EXERCISE OBJECTIVE:
Locate each line in the items below that contains the word "rear" and copy those lines out. Treat uppercase and lowercase as different.
-- START DATASET ENTRIES --
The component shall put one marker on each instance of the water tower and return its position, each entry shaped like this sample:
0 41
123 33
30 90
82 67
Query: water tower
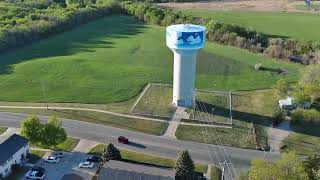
185 40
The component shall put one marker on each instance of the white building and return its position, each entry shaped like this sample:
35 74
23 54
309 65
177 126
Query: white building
286 104
12 151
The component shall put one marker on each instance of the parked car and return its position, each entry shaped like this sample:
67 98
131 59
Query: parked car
123 140
58 154
93 159
52 159
34 175
37 168
86 164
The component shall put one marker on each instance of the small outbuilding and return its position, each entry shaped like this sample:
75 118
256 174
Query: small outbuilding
119 170
286 104
12 152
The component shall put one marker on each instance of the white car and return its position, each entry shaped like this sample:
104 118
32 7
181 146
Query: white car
86 164
58 154
52 159
34 175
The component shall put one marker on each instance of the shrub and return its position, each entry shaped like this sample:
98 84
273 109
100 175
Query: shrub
304 117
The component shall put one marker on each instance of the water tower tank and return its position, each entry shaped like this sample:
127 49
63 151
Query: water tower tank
184 40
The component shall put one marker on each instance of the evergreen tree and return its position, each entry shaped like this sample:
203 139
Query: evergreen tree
110 153
313 167
184 167
32 129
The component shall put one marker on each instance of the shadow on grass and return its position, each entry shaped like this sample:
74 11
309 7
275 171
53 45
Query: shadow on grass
254 118
100 121
85 38
273 70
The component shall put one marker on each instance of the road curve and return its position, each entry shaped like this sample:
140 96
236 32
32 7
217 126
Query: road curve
151 144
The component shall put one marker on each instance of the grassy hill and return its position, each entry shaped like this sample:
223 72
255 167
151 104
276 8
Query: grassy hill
302 26
111 59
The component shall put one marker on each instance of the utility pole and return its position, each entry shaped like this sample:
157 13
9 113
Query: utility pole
230 107
222 171
44 93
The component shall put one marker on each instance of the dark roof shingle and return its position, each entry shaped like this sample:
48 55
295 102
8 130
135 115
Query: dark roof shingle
10 146
118 170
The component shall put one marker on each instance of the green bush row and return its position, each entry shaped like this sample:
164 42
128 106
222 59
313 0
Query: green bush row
23 23
305 117
230 34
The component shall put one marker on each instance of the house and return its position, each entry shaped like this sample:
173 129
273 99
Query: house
12 151
286 104
289 104
119 170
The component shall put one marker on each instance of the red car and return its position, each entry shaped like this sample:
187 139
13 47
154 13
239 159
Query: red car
123 140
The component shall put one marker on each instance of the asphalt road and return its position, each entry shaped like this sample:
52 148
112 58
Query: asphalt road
163 146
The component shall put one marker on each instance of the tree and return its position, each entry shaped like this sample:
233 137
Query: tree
184 166
301 96
311 76
262 170
282 87
310 81
110 153
288 167
53 133
32 129
313 167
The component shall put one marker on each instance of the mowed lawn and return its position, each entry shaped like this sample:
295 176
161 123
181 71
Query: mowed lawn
111 59
302 26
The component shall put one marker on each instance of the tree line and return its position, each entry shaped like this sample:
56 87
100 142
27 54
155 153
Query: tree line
230 34
24 22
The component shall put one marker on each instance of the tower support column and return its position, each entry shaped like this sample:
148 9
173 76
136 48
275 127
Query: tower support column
184 76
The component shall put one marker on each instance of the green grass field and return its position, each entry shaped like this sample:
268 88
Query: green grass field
112 59
145 158
302 26
2 130
140 125
68 145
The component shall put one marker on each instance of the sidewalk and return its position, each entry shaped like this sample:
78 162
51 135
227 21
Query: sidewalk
278 134
9 132
175 121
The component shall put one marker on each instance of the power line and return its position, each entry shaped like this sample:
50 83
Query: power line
218 141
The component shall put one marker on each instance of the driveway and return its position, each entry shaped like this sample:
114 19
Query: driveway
68 168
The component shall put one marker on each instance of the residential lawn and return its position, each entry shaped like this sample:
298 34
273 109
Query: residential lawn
113 58
2 130
235 137
34 156
140 125
247 106
215 173
68 145
145 158
306 138
302 26
18 173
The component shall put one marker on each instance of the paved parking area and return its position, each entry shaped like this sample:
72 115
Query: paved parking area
67 168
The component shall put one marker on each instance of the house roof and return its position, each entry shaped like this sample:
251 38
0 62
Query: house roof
285 102
118 170
10 146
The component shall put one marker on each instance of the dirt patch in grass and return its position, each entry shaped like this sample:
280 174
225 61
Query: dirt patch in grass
240 5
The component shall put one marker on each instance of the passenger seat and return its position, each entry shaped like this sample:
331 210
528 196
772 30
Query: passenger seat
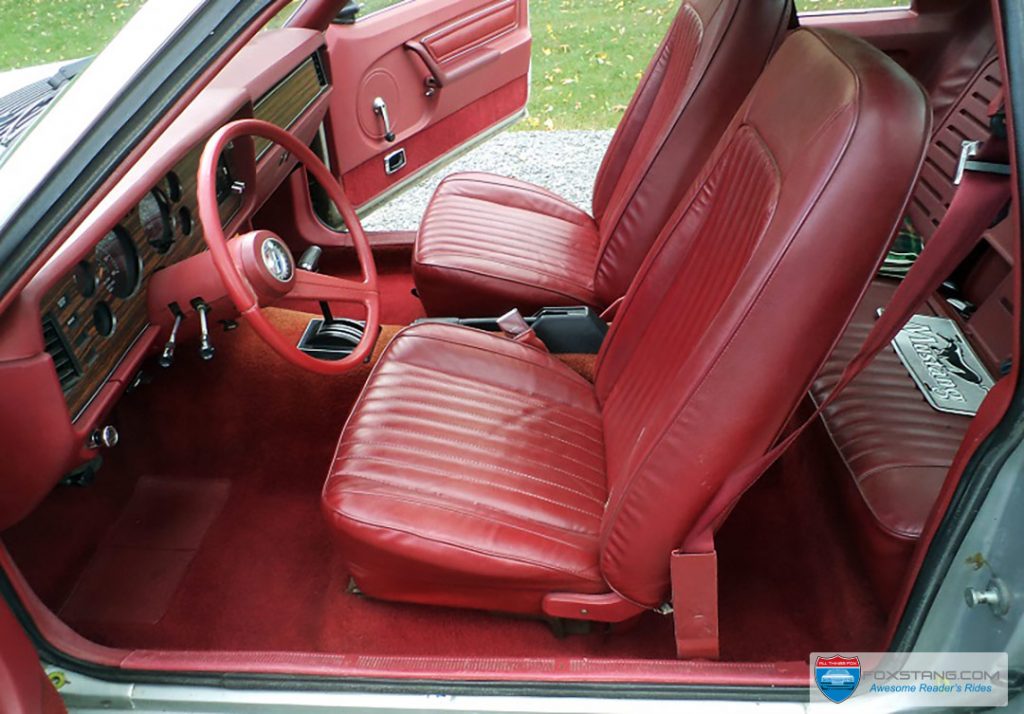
896 448
487 244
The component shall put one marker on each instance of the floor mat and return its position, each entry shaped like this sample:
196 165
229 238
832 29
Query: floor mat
138 567
265 575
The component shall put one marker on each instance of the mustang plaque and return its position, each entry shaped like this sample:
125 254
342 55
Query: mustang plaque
942 364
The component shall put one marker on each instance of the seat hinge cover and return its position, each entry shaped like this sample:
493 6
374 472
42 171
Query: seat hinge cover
694 604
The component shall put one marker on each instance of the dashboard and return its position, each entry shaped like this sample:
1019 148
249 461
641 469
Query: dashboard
96 312
77 335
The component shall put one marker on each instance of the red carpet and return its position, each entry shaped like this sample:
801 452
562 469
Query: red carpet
213 500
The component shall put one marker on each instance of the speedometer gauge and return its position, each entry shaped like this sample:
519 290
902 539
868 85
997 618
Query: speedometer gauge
155 214
118 266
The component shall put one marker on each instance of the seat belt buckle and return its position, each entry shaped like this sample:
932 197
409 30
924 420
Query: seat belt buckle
969 150
513 324
515 327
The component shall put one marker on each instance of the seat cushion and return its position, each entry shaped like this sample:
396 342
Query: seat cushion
487 244
471 472
895 447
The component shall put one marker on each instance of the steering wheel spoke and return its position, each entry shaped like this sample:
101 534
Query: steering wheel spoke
266 275
313 287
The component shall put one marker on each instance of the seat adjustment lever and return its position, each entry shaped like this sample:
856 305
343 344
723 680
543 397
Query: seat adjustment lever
206 349
167 357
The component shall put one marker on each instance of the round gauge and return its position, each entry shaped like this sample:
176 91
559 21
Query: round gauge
278 259
118 265
103 320
184 220
85 279
155 215
173 186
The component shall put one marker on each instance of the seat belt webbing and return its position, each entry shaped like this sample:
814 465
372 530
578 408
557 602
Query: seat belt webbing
976 205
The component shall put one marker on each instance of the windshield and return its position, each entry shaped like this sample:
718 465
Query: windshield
44 44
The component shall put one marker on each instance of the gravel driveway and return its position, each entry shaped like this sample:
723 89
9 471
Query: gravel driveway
564 162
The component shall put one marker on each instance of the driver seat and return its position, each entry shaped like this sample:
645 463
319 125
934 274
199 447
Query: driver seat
477 471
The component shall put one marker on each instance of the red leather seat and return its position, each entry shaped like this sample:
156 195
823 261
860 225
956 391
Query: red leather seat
487 244
484 473
895 448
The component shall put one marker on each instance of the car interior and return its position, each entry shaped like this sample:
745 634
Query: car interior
525 441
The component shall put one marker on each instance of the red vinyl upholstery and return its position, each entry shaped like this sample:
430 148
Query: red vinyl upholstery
487 244
731 316
895 448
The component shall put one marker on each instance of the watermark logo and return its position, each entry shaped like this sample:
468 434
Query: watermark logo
837 676
895 681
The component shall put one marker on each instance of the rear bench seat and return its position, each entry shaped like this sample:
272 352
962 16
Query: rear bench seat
895 448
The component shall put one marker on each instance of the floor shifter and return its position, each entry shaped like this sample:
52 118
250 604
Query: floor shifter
331 338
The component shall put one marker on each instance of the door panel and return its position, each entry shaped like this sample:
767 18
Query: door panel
446 71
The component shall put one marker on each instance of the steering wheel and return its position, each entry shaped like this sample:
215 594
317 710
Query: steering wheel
258 267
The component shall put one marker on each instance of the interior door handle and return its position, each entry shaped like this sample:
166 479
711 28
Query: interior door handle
380 109
442 76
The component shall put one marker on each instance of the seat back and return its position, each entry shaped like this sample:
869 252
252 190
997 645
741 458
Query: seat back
747 290
710 58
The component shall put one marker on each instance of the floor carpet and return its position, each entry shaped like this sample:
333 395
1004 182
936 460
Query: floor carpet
204 532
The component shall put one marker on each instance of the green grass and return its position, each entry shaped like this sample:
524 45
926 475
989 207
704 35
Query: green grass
588 54
36 32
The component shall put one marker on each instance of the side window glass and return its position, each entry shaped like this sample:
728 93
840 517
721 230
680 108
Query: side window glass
812 6
372 6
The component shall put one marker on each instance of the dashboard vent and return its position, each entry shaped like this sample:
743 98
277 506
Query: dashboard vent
318 66
57 347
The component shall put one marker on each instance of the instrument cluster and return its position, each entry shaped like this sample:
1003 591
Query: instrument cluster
99 309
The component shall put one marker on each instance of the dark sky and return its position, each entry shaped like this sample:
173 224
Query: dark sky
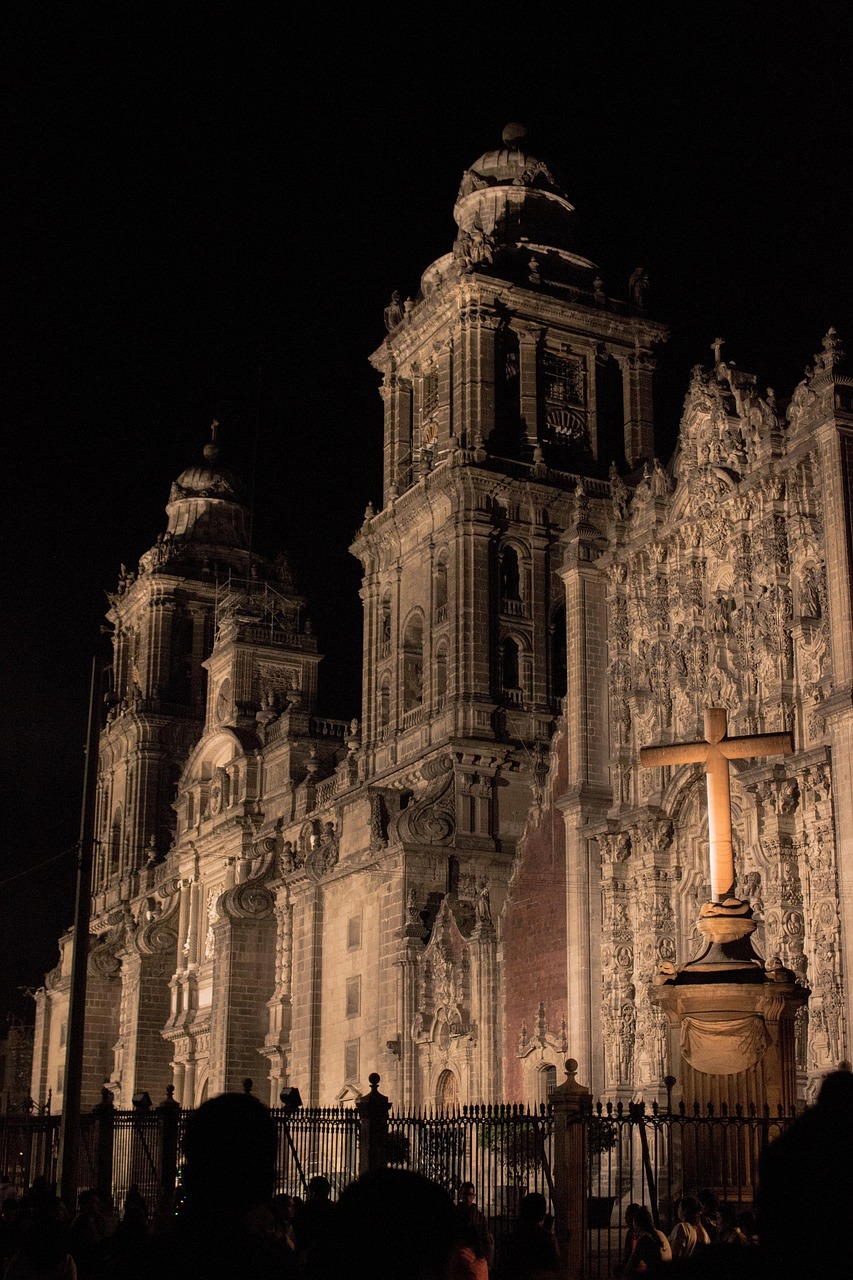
205 214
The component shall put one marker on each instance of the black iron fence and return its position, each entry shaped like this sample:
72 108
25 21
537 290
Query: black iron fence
632 1155
505 1151
653 1156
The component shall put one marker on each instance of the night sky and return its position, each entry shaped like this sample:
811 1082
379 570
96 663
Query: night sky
205 213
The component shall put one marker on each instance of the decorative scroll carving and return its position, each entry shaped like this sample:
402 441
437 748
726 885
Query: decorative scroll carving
432 818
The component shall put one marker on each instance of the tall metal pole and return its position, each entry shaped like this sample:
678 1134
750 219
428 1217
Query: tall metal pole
69 1127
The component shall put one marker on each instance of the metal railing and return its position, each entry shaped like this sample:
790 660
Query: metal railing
506 1151
655 1156
633 1155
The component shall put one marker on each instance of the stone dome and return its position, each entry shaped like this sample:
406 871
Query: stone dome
208 479
510 199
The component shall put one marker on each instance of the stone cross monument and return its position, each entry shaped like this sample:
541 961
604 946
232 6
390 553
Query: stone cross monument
731 1015
715 753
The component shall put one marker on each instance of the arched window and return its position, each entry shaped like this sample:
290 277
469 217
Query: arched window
559 673
510 577
384 624
117 832
546 1082
447 1091
441 589
441 672
384 702
414 663
510 667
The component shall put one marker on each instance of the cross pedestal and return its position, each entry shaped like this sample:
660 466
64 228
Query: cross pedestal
730 1015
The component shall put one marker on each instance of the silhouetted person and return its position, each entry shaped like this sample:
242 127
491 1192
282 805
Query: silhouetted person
530 1251
87 1235
651 1248
708 1214
804 1203
391 1224
314 1220
688 1234
42 1253
470 1219
228 1178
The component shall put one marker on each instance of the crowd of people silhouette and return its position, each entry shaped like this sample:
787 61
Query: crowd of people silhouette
228 1221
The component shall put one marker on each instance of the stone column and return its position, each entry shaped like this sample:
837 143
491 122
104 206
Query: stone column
529 338
638 407
474 374
397 398
243 978
486 1065
571 1106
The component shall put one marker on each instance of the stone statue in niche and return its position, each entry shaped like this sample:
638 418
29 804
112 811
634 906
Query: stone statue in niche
393 312
660 481
810 599
617 493
638 287
483 905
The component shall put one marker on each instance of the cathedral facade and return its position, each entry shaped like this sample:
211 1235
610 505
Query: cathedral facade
477 878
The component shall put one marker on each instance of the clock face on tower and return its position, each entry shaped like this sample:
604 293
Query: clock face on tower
223 700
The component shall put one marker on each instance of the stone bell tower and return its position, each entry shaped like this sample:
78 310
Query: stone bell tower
511 383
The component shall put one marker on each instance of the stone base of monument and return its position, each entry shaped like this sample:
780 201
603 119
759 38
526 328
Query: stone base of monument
730 1018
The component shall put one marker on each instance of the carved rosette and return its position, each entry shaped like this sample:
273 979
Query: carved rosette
245 901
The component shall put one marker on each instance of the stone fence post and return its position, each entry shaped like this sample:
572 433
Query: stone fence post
104 1139
169 1114
373 1128
571 1107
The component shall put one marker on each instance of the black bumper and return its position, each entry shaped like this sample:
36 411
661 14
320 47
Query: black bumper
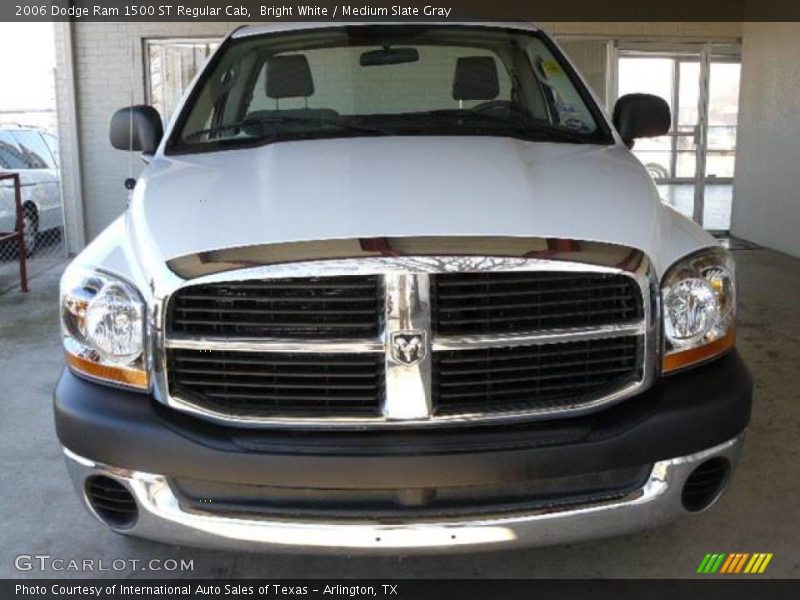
-- END DATASET ENTRIES --
ANSWER FOR THE TASK:
The component shall put one marker on each instance of the rear bench seat and return its position, each entry shaped like this sample:
Query: rear bench seat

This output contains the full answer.